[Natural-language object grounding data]
▬▬▬▬▬▬▬▬▬▬

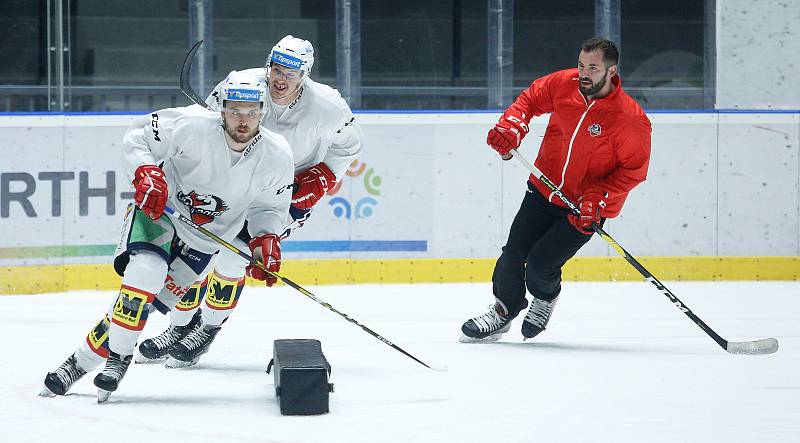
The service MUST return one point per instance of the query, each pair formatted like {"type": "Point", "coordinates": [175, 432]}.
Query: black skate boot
{"type": "Point", "coordinates": [108, 380]}
{"type": "Point", "coordinates": [187, 352]}
{"type": "Point", "coordinates": [59, 381]}
{"type": "Point", "coordinates": [486, 328]}
{"type": "Point", "coordinates": [155, 350]}
{"type": "Point", "coordinates": [537, 317]}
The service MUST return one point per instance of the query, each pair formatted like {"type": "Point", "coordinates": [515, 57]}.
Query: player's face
{"type": "Point", "coordinates": [283, 81]}
{"type": "Point", "coordinates": [241, 120]}
{"type": "Point", "coordinates": [594, 76]}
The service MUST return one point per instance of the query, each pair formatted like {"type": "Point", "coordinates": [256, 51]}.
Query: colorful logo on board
{"type": "Point", "coordinates": [364, 206]}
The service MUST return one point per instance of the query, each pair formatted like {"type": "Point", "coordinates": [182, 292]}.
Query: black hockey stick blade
{"type": "Point", "coordinates": [186, 87]}
{"type": "Point", "coordinates": [765, 346]}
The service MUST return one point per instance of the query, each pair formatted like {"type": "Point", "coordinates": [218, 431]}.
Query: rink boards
{"type": "Point", "coordinates": [428, 201]}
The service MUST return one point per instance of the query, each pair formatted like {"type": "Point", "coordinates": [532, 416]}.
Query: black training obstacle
{"type": "Point", "coordinates": [301, 374]}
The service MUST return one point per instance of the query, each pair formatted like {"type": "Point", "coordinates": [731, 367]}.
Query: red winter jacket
{"type": "Point", "coordinates": [590, 146]}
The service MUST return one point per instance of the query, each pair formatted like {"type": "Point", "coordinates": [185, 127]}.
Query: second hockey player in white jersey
{"type": "Point", "coordinates": [219, 169]}
{"type": "Point", "coordinates": [324, 138]}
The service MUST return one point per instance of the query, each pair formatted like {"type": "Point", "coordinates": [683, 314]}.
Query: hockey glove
{"type": "Point", "coordinates": [266, 249]}
{"type": "Point", "coordinates": [590, 206]}
{"type": "Point", "coordinates": [150, 190]}
{"type": "Point", "coordinates": [311, 185]}
{"type": "Point", "coordinates": [507, 134]}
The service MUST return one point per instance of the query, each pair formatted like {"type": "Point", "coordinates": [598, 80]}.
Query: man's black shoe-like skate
{"type": "Point", "coordinates": [537, 317]}
{"type": "Point", "coordinates": [59, 381]}
{"type": "Point", "coordinates": [108, 380]}
{"type": "Point", "coordinates": [486, 328]}
{"type": "Point", "coordinates": [155, 350]}
{"type": "Point", "coordinates": [187, 352]}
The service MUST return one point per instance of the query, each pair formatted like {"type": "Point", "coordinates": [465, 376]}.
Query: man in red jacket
{"type": "Point", "coordinates": [596, 149]}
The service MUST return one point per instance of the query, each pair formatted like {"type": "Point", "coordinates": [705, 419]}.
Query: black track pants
{"type": "Point", "coordinates": [540, 241]}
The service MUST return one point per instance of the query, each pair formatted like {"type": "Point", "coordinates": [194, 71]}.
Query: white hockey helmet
{"type": "Point", "coordinates": [243, 87]}
{"type": "Point", "coordinates": [294, 53]}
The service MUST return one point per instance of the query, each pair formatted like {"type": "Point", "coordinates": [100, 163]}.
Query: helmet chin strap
{"type": "Point", "coordinates": [300, 85]}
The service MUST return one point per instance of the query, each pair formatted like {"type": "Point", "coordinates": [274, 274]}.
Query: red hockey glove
{"type": "Point", "coordinates": [311, 185]}
{"type": "Point", "coordinates": [507, 134]}
{"type": "Point", "coordinates": [266, 249]}
{"type": "Point", "coordinates": [150, 190]}
{"type": "Point", "coordinates": [590, 206]}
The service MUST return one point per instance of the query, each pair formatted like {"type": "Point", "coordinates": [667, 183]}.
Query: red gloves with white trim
{"type": "Point", "coordinates": [507, 134]}
{"type": "Point", "coordinates": [150, 190]}
{"type": "Point", "coordinates": [266, 249]}
{"type": "Point", "coordinates": [311, 185]}
{"type": "Point", "coordinates": [590, 205]}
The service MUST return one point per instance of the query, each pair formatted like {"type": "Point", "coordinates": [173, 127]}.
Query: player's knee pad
{"type": "Point", "coordinates": [223, 292]}
{"type": "Point", "coordinates": [97, 338]}
{"type": "Point", "coordinates": [541, 283]}
{"type": "Point", "coordinates": [145, 271]}
{"type": "Point", "coordinates": [185, 283]}
{"type": "Point", "coordinates": [229, 264]}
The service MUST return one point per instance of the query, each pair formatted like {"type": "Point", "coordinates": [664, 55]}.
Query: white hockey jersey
{"type": "Point", "coordinates": [318, 125]}
{"type": "Point", "coordinates": [189, 145]}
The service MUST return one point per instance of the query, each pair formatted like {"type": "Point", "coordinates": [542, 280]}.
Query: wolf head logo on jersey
{"type": "Point", "coordinates": [203, 207]}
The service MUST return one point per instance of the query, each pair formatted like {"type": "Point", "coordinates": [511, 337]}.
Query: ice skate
{"type": "Point", "coordinates": [108, 380]}
{"type": "Point", "coordinates": [537, 317]}
{"type": "Point", "coordinates": [486, 328]}
{"type": "Point", "coordinates": [59, 381]}
{"type": "Point", "coordinates": [155, 349]}
{"type": "Point", "coordinates": [187, 352]}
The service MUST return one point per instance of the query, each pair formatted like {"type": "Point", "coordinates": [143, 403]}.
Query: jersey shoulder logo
{"type": "Point", "coordinates": [203, 207]}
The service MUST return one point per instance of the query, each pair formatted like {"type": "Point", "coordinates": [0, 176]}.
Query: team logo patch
{"type": "Point", "coordinates": [202, 207]}
{"type": "Point", "coordinates": [223, 293]}
{"type": "Point", "coordinates": [98, 338]}
{"type": "Point", "coordinates": [130, 309]}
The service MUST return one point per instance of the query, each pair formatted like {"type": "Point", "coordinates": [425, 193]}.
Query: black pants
{"type": "Point", "coordinates": [540, 242]}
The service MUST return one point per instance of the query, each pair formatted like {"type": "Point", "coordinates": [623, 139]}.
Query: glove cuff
{"type": "Point", "coordinates": [517, 121]}
{"type": "Point", "coordinates": [327, 174]}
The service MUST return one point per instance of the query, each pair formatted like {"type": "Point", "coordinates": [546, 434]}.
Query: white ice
{"type": "Point", "coordinates": [618, 363]}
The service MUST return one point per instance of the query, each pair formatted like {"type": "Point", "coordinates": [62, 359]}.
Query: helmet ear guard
{"type": "Point", "coordinates": [293, 53]}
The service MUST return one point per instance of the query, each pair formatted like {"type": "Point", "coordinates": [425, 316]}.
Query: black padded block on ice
{"type": "Point", "coordinates": [301, 374]}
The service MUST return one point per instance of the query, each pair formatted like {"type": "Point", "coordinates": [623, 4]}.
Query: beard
{"type": "Point", "coordinates": [237, 136]}
{"type": "Point", "coordinates": [594, 88]}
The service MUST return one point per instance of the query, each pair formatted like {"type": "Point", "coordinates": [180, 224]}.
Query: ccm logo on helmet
{"type": "Point", "coordinates": [244, 95]}
{"type": "Point", "coordinates": [286, 60]}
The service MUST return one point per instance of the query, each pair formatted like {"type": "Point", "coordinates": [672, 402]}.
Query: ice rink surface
{"type": "Point", "coordinates": [618, 363]}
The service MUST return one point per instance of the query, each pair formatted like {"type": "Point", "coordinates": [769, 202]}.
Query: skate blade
{"type": "Point", "coordinates": [142, 360]}
{"type": "Point", "coordinates": [174, 363]}
{"type": "Point", "coordinates": [103, 395]}
{"type": "Point", "coordinates": [490, 339]}
{"type": "Point", "coordinates": [46, 392]}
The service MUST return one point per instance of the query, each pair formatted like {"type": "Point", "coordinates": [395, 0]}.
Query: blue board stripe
{"type": "Point", "coordinates": [355, 246]}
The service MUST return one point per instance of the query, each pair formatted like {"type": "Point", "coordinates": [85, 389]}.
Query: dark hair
{"type": "Point", "coordinates": [610, 52]}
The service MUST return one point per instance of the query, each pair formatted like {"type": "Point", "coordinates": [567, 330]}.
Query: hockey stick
{"type": "Point", "coordinates": [764, 346]}
{"type": "Point", "coordinates": [180, 217]}
{"type": "Point", "coordinates": [186, 86]}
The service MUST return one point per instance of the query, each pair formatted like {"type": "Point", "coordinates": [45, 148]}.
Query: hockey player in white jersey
{"type": "Point", "coordinates": [324, 139]}
{"type": "Point", "coordinates": [218, 168]}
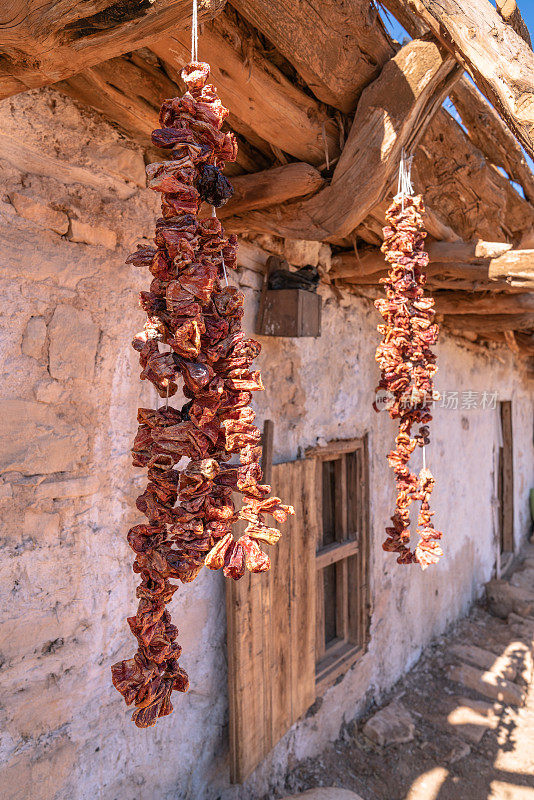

▬▬▬▬▬▬▬▬▬▬

## Exercise description
Exactly the lines from the one holding "Query: dark hair" through the last line of the entries must be set down, with nothing added and no pictures.

## Task response
Query: dark hair
{"type": "Point", "coordinates": [610, 52]}
The service MUST return one point per instance of the query, each pair formatted like {"type": "Point", "coordinates": [567, 330]}.
Query: hockey stick
{"type": "Point", "coordinates": [764, 346]}
{"type": "Point", "coordinates": [180, 217]}
{"type": "Point", "coordinates": [186, 86]}
The service MUST return one point per instance of the query, each pair formatted like {"type": "Point", "coordinates": [45, 148]}.
Query: hockey player in white jersey
{"type": "Point", "coordinates": [324, 139]}
{"type": "Point", "coordinates": [218, 168]}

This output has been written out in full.